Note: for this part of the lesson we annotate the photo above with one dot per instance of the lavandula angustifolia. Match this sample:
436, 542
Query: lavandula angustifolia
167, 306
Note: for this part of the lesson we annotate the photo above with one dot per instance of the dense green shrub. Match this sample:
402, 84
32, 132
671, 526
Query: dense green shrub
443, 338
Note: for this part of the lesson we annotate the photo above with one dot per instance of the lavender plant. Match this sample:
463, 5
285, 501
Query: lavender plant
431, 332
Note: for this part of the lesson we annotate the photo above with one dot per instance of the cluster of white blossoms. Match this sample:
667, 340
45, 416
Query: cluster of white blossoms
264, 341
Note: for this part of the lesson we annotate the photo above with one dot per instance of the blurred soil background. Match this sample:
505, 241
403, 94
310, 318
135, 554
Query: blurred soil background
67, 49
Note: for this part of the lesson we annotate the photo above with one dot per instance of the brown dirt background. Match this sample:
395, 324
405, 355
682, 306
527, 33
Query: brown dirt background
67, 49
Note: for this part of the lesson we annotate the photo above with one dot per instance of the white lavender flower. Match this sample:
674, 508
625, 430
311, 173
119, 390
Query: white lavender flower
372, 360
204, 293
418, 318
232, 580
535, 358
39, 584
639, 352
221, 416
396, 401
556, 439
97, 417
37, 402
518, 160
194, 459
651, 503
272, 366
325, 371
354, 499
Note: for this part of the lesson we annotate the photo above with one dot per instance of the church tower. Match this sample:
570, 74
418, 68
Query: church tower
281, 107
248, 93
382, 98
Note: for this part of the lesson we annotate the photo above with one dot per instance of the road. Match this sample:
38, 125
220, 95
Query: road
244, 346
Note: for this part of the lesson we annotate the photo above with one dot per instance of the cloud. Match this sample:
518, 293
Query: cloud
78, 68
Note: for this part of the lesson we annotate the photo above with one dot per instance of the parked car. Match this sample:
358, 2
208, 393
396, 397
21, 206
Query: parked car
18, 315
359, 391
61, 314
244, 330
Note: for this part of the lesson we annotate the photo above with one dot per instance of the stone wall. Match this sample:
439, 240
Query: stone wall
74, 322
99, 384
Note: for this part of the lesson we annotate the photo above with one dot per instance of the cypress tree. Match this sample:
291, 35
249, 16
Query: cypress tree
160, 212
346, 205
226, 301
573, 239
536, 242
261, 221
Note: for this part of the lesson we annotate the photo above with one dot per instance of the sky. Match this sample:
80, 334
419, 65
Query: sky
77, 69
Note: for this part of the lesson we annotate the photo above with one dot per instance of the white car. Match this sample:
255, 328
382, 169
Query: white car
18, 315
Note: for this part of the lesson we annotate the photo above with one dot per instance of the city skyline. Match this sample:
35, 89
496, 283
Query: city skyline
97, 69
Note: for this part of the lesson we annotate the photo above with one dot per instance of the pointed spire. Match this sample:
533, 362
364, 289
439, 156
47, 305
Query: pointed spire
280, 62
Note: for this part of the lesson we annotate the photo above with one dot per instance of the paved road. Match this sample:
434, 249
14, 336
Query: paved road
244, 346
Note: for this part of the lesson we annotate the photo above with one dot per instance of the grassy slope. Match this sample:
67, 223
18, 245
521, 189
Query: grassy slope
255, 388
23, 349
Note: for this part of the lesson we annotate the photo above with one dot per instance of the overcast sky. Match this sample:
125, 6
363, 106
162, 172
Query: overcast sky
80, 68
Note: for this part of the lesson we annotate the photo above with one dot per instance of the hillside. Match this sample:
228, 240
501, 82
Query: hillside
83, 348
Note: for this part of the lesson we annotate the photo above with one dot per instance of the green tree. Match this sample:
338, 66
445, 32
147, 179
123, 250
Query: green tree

### Exercise task
Print the material once more, exactly.

### Task response
Note: for this part of the lesson we annotate the photo above with one dot per instance of the lavandula angustifolia. Match this sample:
436, 542
Query: lavandula angustifolia
167, 306
Note: for this part of the lesson we annotate the photo above with one dot per instance of the dense green shrub. Match this sample:
402, 84
32, 132
671, 526
Query: dense green shrub
443, 338
Note: for this part of the lesson we annotate the photo above with one dot per instance of the lavender plant. Match this sample:
463, 5
285, 501
Query: lavender plant
431, 332
Note: for this part of the lesson we annotate the photo above with one dot per instance of the cluster of white blossoms. Match this sample:
667, 340
45, 416
Query: cluster of white blossoms
264, 341
Note: for this part of the lesson we annotate the photo above with one dot per instance of the blurred soil background. Match this sample:
505, 241
403, 94
310, 318
135, 554
Query: blurred soil background
67, 49
Note: for this part of the lesson we annotate the photo above with one dot per instance of the brown dirt background. Match this sample:
395, 324
405, 355
682, 306
527, 33
Query: brown dirt background
67, 49
Note: for this part of the lesson we annotate the photo above with one dot per instance of the white lavender flower. Match this sample:
674, 508
625, 430
311, 173
119, 390
Query: white lavender flower
372, 360
204, 293
418, 318
232, 580
535, 358
39, 584
639, 352
221, 416
396, 401
556, 439
97, 417
37, 402
518, 160
194, 459
651, 503
272, 366
325, 371
354, 499
Note: for this part of the lesson we annotate the photo above with one dot per instance of the church tower. Match this sample:
570, 74
418, 68
Query: church tower
281, 107
248, 93
382, 98
Note: for this part of the lesson we annotate the photo above with one dot per instance of the road. Match this sample:
38, 125
220, 95
Query: road
244, 346
Note: for this part of the lesson we annotate the photo above with one dot per instance of the cloud. Match this sample:
518, 293
Query: cloud
78, 68
Note: for this part of the lesson we annotate the photo above with one dot per instance of the parked car. Match this sample:
358, 2
208, 393
396, 397
21, 206
Query: parked car
18, 315
359, 391
61, 314
244, 330
Note: for this part of the lesson we annotate the photo above with one dot per instance of the stone wall. Match this sample:
439, 240
Query: stone wall
74, 322
99, 384
Note: for this part of the lesson we annotate the photo above with one dot per instance of the cypress tree. Match this sample:
291, 35
249, 16
Query: cypress tree
160, 212
346, 205
226, 301
573, 239
536, 242
261, 221
Note: for this part of the lesson we annotate the photo above with one dot per instance of the sky. Match this sample:
80, 334
419, 65
Query: sky
77, 69
Note: for this part of the lesson we annotate the photo above with one dot per instance of the white car. Match this sample:
255, 328
382, 169
Query: white car
18, 315
Note: for this part of the lesson we annotate the photo above with one dot per instance of the city skyline. Match this sample:
35, 89
496, 283
Query: city skyline
97, 69
Note: for this part of the lesson we annotate the photo above with one dot per instance of the pointed spire. Match this sample:
533, 362
364, 289
439, 156
47, 305
Query: pointed spire
280, 62
Note: for this part of the lesson we annotate the photo above with one dot per instance of the paved road. Match this sample:
434, 249
14, 336
Query: paved road
244, 346
Note: for this part of the lesson we annotate the photo above with one dot per instance of the grassy slope. Match this sample:
67, 223
18, 245
521, 189
Query: grassy slope
255, 388
23, 349
Note: for this part of the lesson we annotate the photo above with one dot per instance of the overcast sky. Match this sample:
125, 6
363, 106
162, 172
Query: overcast sky
80, 68
Note: for this part of the lesson we annotate the photo above with one dot per instance of the hillside. Match this sample:
228, 240
501, 82
Query: hillside
83, 348
Note: for this part of the lesson we annotate the photo above with one dot per instance of the green tree. Match this sample:
338, 66
445, 32
147, 179
123, 250
Query: green tree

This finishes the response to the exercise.